» **Instructions for the task**: Reproduce all of the data below without any changes, leaving the pictures out.

[Image outline annotation entries]
═══

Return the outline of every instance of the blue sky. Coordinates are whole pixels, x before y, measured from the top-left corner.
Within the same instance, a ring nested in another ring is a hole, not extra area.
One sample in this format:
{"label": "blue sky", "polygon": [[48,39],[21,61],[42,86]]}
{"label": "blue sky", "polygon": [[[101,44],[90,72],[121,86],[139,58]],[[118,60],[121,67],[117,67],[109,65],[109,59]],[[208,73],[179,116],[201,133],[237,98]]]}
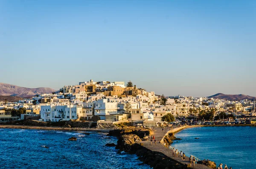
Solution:
{"label": "blue sky", "polygon": [[256,0],[0,1],[0,82],[256,95]]}

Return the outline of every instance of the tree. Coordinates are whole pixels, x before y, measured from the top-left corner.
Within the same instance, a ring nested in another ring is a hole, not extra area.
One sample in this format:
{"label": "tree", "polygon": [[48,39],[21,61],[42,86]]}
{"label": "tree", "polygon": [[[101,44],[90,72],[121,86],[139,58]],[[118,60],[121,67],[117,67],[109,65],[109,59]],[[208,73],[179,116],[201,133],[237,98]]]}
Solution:
{"label": "tree", "polygon": [[175,120],[174,116],[171,114],[171,113],[168,113],[163,116],[162,118],[161,118],[161,120],[162,120],[162,121],[167,121],[167,122],[171,122]]}
{"label": "tree", "polygon": [[125,112],[126,113],[131,113],[131,104],[129,102],[127,102],[125,105]]}
{"label": "tree", "polygon": [[131,82],[131,80],[127,82],[127,84],[126,84],[126,87],[133,87],[133,84],[132,84],[132,82]]}
{"label": "tree", "polygon": [[164,97],[164,95],[163,94],[162,97],[161,97],[161,100],[160,100],[160,103],[162,105],[164,105],[166,104],[166,99]]}

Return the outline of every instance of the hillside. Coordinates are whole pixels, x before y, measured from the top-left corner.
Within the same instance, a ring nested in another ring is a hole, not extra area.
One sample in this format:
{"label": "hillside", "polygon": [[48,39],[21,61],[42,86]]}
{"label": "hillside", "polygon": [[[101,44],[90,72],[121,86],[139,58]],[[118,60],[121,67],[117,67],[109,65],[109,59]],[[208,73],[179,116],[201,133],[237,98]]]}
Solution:
{"label": "hillside", "polygon": [[225,99],[229,100],[237,100],[247,99],[253,100],[255,97],[251,97],[244,95],[225,95],[223,93],[217,93],[216,95],[207,97],[208,98],[213,98],[214,99]]}
{"label": "hillside", "polygon": [[25,97],[41,93],[50,93],[54,90],[49,87],[28,88],[0,83],[0,95]]}
{"label": "hillside", "polygon": [[6,100],[8,102],[15,102],[22,99],[18,96],[0,96],[0,102]]}

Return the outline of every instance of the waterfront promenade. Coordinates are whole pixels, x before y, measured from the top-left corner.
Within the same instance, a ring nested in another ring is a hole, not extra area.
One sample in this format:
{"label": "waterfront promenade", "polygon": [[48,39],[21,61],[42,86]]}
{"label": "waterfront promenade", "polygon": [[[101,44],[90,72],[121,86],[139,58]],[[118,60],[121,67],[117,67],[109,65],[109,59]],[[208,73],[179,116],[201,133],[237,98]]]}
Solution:
{"label": "waterfront promenade", "polygon": [[[187,127],[189,127],[190,126],[187,126]],[[180,129],[182,129],[183,128],[185,128],[184,127],[179,127],[178,128],[180,128]],[[151,129],[153,129],[153,128]],[[184,161],[181,160],[181,158],[180,157],[180,156],[179,157],[173,157],[172,156],[172,150],[164,146],[161,143],[159,143],[159,140],[161,140],[164,137],[166,133],[168,132],[172,132],[172,131],[173,131],[173,132],[175,132],[175,131],[177,131],[177,128],[174,128],[173,129],[170,130],[170,129],[167,129],[167,127],[166,127],[164,129],[163,132],[162,131],[162,128],[161,127],[155,127],[155,130],[154,131],[154,136],[156,139],[157,140],[157,143],[155,145],[154,143],[154,141],[152,143],[152,145],[150,143],[150,138],[151,136],[149,136],[149,138],[148,140],[146,141],[142,141],[142,143],[143,144],[143,146],[146,147],[146,148],[151,150],[154,151],[154,152],[158,152],[162,153],[167,156],[176,160],[176,161],[182,163],[184,164],[187,164],[189,163],[189,157],[186,157],[185,158],[185,160]],[[178,150],[179,151],[182,151],[183,152],[184,152],[185,154],[186,153],[186,150]],[[189,156],[190,155],[186,154],[187,156]],[[192,165],[192,166],[191,168],[195,169],[209,169],[210,168],[205,166],[203,164],[195,164],[195,166],[193,166],[193,164]]]}

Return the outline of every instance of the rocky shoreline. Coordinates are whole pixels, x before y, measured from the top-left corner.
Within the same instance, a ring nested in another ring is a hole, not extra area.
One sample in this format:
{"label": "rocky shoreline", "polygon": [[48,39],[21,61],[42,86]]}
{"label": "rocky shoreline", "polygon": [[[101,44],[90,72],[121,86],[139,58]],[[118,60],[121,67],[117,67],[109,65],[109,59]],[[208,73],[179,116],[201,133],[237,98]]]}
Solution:
{"label": "rocky shoreline", "polygon": [[187,165],[182,164],[160,152],[151,150],[140,143],[145,136],[149,136],[153,134],[149,129],[126,127],[110,131],[109,136],[118,138],[116,149],[118,153],[124,151],[127,153],[136,154],[138,159],[156,169],[189,169]]}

═══

» **Response to this task**:
Return the outline of every instance of the blue sky. Coordinates are whole pixels, x before y, measured from the top-left corner.
Within the same instance, a ring nested in another ring is a hole, not extra area.
One sample in this format:
{"label": "blue sky", "polygon": [[48,39],[21,61],[42,86]]}
{"label": "blue sky", "polygon": [[[101,44],[90,72],[121,86],[139,58]],[[118,60],[121,67],[117,67],[109,65],[109,59]],[[208,73],[179,116],[201,133],[237,98]]]}
Solution:
{"label": "blue sky", "polygon": [[256,0],[0,1],[0,82],[256,95]]}

Return the outline of every instance of the tree. Coordinates are whole pixels, x before y, measured from the top-left corner.
Within the same instance, a ring nested in another ring is a hole, not extra area.
One sample in this format:
{"label": "tree", "polygon": [[48,39],[21,61],[42,86]]}
{"label": "tree", "polygon": [[[101,44],[90,72],[121,86],[139,58]],[[118,60],[121,67],[117,67],[109,65],[109,59]],[[208,73],[179,116],[201,133],[237,98]]]}
Solution:
{"label": "tree", "polygon": [[175,120],[174,116],[171,114],[171,113],[168,113],[163,116],[162,118],[161,118],[161,120],[162,120],[162,121],[167,121],[167,122],[171,122]]}
{"label": "tree", "polygon": [[125,112],[126,113],[131,113],[131,104],[129,102],[127,102],[125,105]]}
{"label": "tree", "polygon": [[131,82],[131,80],[127,82],[127,84],[126,84],[126,87],[133,87],[133,84],[132,84],[132,82]]}
{"label": "tree", "polygon": [[164,97],[164,95],[163,94],[162,97],[161,97],[161,100],[160,100],[160,103],[162,105],[164,105],[166,104],[166,99]]}

Return the outline of every instance of the hillside. Coordinates are whole pixels, x before y, measured from the top-left corner.
Within the same instance, a ring nested in another ring is a hole, not extra area.
One sample in this format:
{"label": "hillside", "polygon": [[48,39],[21,61],[42,86]]}
{"label": "hillside", "polygon": [[[101,44],[90,72],[121,86],[139,58]],[[118,60],[121,67],[117,67],[109,65],[109,59]],[[208,73],[179,116],[201,133],[237,98]]]}
Solution:
{"label": "hillside", "polygon": [[225,99],[229,100],[237,100],[247,99],[253,100],[255,97],[251,97],[244,95],[225,95],[223,93],[217,93],[216,95],[207,97],[208,98],[213,98],[214,99]]}
{"label": "hillside", "polygon": [[25,97],[41,93],[50,93],[54,90],[49,87],[28,88],[0,83],[0,95]]}
{"label": "hillside", "polygon": [[6,100],[8,102],[15,102],[22,99],[18,96],[0,96],[0,102]]}

Return the outline of every instance of the waterfront promenade. Coordinates are whole pixels, x before y, measured from the top-left corner.
Within the same instance, a ring nested in another ring is a hole, not extra area.
One sample in this format:
{"label": "waterfront promenade", "polygon": [[48,39],[21,61],[42,86]]}
{"label": "waterfront promenade", "polygon": [[[101,44],[90,72],[121,86],[139,58]],[[118,60],[121,67],[117,67],[109,65],[109,59]],[[208,73],[179,116],[201,133],[237,98]]]}
Solution:
{"label": "waterfront promenade", "polygon": [[[187,127],[189,127],[190,126],[187,126]],[[180,129],[182,129],[183,128],[185,128],[184,127],[179,127],[178,128],[180,128]],[[151,129],[153,129],[153,128]],[[184,161],[181,160],[181,158],[180,157],[180,156],[179,157],[173,157],[172,156],[172,150],[164,146],[161,143],[159,143],[159,140],[161,140],[164,137],[166,133],[168,132],[172,132],[172,131],[173,131],[173,132],[175,132],[175,131],[177,131],[177,128],[174,128],[173,129],[170,130],[170,129],[167,129],[167,127],[166,127],[164,129],[163,132],[162,131],[162,128],[161,127],[155,127],[155,130],[154,131],[154,136],[156,139],[157,140],[157,143],[155,145],[154,143],[154,141],[152,143],[152,145],[150,143],[150,138],[151,136],[149,136],[149,138],[148,140],[146,141],[142,141],[142,143],[143,144],[143,146],[146,147],[146,148],[151,150],[154,151],[154,152],[158,152],[162,153],[167,156],[176,160],[176,161],[182,163],[184,164],[187,164],[189,163],[189,157],[186,157],[185,158],[185,160]],[[178,150],[179,151],[182,151],[183,152],[184,152],[185,154],[186,153],[186,150]],[[189,156],[190,155],[186,154],[187,156]],[[192,165],[192,166],[191,168],[195,169],[209,169],[210,168],[205,166],[203,164],[195,164],[195,166],[193,166],[193,164]]]}

Return the outline of every instance of the rocky shoreline. Coordinates are whole pixels, x before y, measured from the top-left corner.
Within the same instance, a ring nested in another ring is a hole, not extra area.
One sample in this format:
{"label": "rocky shoreline", "polygon": [[48,39],[21,61],[42,86]]}
{"label": "rocky shoreline", "polygon": [[[101,44],[90,72],[121,86],[139,58]],[[118,60],[121,67],[117,67],[109,65],[109,59]],[[208,73],[179,116],[201,133],[237,98]]]}
Solution:
{"label": "rocky shoreline", "polygon": [[187,165],[182,164],[160,152],[151,150],[140,143],[145,136],[149,136],[153,134],[149,129],[126,127],[110,131],[109,136],[118,138],[116,149],[118,153],[124,151],[127,153],[136,154],[138,159],[156,169],[189,169]]}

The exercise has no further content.